Problem to work on:
Your reply should be only the number of lines in the material below that include the word "plastic".

+---+

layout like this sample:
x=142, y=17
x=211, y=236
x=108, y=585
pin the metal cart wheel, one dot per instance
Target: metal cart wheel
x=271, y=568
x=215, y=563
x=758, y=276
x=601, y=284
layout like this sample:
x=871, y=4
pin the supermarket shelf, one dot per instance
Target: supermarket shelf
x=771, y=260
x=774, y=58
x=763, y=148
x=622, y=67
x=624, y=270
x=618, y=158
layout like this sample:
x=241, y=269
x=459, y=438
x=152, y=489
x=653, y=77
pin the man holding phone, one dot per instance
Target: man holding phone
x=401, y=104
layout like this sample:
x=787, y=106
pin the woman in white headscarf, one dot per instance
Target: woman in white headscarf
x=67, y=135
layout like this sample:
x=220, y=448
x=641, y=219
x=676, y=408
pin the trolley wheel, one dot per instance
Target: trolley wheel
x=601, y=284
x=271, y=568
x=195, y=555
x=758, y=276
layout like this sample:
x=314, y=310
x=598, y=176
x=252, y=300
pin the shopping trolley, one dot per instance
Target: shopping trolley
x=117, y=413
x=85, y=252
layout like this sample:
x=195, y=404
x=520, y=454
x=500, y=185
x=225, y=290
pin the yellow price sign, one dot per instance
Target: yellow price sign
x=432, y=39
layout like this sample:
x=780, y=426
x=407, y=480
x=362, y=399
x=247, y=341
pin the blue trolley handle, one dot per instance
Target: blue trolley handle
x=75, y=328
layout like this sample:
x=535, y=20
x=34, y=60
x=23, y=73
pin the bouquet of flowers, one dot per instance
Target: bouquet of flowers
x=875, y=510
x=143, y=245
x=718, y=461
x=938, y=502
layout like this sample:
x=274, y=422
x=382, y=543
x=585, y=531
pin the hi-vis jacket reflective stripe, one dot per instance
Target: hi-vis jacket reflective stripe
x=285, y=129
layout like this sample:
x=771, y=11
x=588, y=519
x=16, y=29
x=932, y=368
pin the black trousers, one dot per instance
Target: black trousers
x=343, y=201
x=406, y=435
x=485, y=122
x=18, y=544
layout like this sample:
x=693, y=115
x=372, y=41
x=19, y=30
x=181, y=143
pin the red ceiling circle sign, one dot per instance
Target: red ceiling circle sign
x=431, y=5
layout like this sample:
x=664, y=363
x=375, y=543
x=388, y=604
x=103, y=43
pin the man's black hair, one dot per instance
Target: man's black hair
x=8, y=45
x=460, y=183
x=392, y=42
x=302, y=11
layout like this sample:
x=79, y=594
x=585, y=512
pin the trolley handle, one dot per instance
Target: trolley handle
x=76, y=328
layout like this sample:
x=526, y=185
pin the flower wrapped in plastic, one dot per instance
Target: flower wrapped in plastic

+---+

Reply:
2